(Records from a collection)
§

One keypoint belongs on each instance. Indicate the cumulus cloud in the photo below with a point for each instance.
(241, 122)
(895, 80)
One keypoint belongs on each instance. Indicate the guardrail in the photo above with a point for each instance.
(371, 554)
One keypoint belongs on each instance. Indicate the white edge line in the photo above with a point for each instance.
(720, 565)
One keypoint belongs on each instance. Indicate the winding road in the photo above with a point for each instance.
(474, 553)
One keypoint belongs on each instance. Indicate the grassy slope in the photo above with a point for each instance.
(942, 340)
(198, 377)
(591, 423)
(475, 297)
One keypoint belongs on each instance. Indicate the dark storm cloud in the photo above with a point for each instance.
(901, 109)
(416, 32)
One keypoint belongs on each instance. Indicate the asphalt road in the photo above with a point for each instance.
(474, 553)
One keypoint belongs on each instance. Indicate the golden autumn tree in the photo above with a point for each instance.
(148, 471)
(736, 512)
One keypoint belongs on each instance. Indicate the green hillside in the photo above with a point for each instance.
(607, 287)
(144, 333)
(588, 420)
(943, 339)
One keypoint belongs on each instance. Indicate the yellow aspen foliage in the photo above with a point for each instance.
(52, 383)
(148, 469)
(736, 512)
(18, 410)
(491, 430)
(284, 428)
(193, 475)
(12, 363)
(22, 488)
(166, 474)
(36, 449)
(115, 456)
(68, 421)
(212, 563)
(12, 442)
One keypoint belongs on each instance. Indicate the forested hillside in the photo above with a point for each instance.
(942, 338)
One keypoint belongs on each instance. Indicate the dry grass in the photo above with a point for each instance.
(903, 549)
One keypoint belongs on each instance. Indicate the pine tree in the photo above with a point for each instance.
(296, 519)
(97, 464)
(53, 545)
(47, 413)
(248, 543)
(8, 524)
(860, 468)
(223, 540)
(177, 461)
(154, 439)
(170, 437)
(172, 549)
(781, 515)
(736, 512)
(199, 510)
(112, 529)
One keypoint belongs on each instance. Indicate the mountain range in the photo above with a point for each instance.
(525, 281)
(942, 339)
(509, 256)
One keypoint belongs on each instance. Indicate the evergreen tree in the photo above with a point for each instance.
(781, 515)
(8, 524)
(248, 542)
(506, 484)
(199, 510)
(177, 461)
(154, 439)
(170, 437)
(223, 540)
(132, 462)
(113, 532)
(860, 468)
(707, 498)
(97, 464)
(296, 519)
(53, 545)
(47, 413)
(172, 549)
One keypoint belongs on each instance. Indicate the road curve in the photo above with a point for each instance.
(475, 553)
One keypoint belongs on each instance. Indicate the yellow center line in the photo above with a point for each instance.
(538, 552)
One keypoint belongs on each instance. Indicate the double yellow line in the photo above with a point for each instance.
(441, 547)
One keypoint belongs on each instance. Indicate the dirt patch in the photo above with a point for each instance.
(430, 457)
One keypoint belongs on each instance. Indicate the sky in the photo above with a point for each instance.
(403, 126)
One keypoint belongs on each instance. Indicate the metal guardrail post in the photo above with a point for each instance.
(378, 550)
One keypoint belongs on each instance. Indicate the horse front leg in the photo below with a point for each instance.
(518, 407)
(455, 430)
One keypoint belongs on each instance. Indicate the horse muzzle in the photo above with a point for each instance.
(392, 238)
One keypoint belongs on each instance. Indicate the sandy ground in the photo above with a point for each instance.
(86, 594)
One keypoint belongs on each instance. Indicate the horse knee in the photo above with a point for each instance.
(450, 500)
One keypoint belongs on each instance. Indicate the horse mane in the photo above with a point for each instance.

§

— Objective —
Copy out, without any change, every line of the rows from the line with "One keypoint belongs on each instance. Indicate the sandy" through the final line of the rows, including both of those lines.

— Task result —
One keypoint belongs on each instance. Indicate the sandy ground in the photo above with a point for each instance.
(86, 594)
One keypoint belongs on each instance. Indicate the horse knee in the photo above with a point for each instance.
(450, 500)
One keypoint belongs on each instance. Indicate the horse mane in the photo above with a point for each instance.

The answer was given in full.